# 待解问题
把下面所有数据逐行重写一遍，答案以外的行保持不变，答案中的每个数值（viewBox 的数值和路径坐标）都加上 13。
---------------
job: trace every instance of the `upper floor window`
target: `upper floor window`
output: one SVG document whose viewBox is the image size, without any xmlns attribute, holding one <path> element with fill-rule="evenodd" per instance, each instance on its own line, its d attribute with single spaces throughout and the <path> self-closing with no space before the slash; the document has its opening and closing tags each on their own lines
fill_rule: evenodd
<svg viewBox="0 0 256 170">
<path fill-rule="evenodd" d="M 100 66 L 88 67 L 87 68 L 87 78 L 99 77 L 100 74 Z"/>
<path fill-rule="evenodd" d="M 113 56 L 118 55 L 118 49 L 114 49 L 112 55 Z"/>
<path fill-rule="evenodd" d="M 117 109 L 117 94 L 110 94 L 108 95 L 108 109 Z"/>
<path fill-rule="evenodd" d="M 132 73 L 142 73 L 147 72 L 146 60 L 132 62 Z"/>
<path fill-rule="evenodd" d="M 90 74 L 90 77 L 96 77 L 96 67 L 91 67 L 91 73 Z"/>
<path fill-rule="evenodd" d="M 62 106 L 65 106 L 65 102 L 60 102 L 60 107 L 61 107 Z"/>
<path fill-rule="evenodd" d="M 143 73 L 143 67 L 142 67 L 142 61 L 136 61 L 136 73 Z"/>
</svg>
---------------
# 本题输出
job: trace every instance of the `upper floor window`
target: `upper floor window`
output: one SVG document whose viewBox is the image size, without any xmlns attribute, holding one <path> element with fill-rule="evenodd" per instance, each instance on its own line, its d attribute with single spaces throughout and the <path> self-closing with no space before the slash; the document has its opening and closing tags each on their own lines
fill_rule: evenodd
<svg viewBox="13 13 269 183">
<path fill-rule="evenodd" d="M 113 79 L 101 80 L 100 81 L 100 91 L 112 90 L 113 87 Z"/>
<path fill-rule="evenodd" d="M 126 69 L 131 68 L 131 62 L 127 62 L 125 68 Z"/>
<path fill-rule="evenodd" d="M 130 122 L 130 107 L 123 107 L 121 108 L 121 122 Z"/>
<path fill-rule="evenodd" d="M 145 86 L 155 86 L 160 85 L 159 73 L 145 75 Z"/>
<path fill-rule="evenodd" d="M 103 87 L 103 90 L 109 90 L 109 80 L 104 80 L 104 86 Z"/>
<path fill-rule="evenodd" d="M 75 119 L 78 119 L 78 115 L 73 115 L 73 120 L 74 120 Z"/>
<path fill-rule="evenodd" d="M 156 86 L 156 80 L 155 80 L 155 74 L 149 74 L 149 86 Z"/>
</svg>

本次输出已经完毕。